--- Begin Excerpt to read ---
Wednesday, November 16, 2022

Dev Container Setup for Python

I’ve written a lot recently about Swift, but Python remains the programming language that I use the most. And given that Visual Studio Code’s Dev Containers feature has become my favorite way to manage my development environments, it occurred to me that I should detail my Dev Container setup for Python. As a reminder, Dev Containers allow you to use one or more Docker containers as a development environment, enabling you to have a fully isolated, similar-to-production, Linux-based environment in which to code. And all of the configuration files can be committed to your repository, allowing all team members to consistently use the same environment.

First, The Inevitable Aside on Python Packaging

One aspect of Python that many developers find extremely compelling is the vibrant and active community of third-party, open source packages. If you ever find yourself running into a problem and thinking, “Surely someone out there has figured this out before,” there’s a very good chance that an installable package is available that solves it for you. Indeed, at the time this post was written, there are 415,359 packages available in Python’s canonical package repository, the Python Package Index (PyPI).1

Unforunately, while Python has long had this cornucopia of installable packages, the details of installing those packages has been... not great. By default, packages are installed in a directory that is global to Python; any Python project you use or work on accesses the same global set of packages. That’s fine until you happen to work on multiple projects with conflicting dependencies. So then came virtual environments which allowed you to have separate pockets of Python on your system, each with their own set of packages. But virtual enviroments didn’t help you keep track of the packages you needed to install, so along came pip-tools, which would write out your dependencies to a text file. But pip-tools didn’t help you manage your virtual environments or help you manage conflicts among your dependencies’ dependencies so along came pipenv and poetry to help you with all of that.
--- End Excerpt to read ---
--- Begin Information shown ---
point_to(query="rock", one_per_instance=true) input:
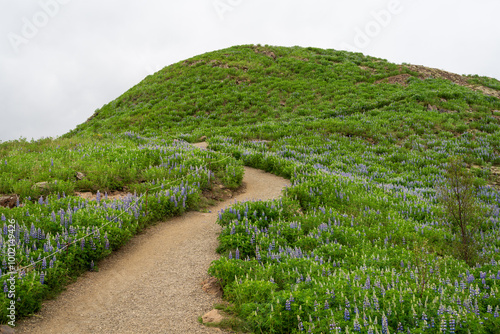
--- End Information shown ---
=== Aim 1 ===
The Dev Container post names tools that came along after virtual environments to fix problems with Python packaging. List each of these tools.
=== Aim 2 ===
Based on the Dev Container post, answer yes or no to each statement and quote the words that decide it. (a) The author uses Swift more than any other language. (b) Dev Container configuration files can be committed to a repository. (c) By default, each Python project gets its own separate set of installed packages.
The listing can be set aside here.

=== Exercise answer 1 ===
pip-tools, pipenv, poetry

=== Exercise answer 2 ===
(a) No: "Python remains the programming language that I use the most."
(b) Yes: "all of the configuration files can be committed to your repository"
(c) No: "any Python project you use or work on accesses the same global set of packages."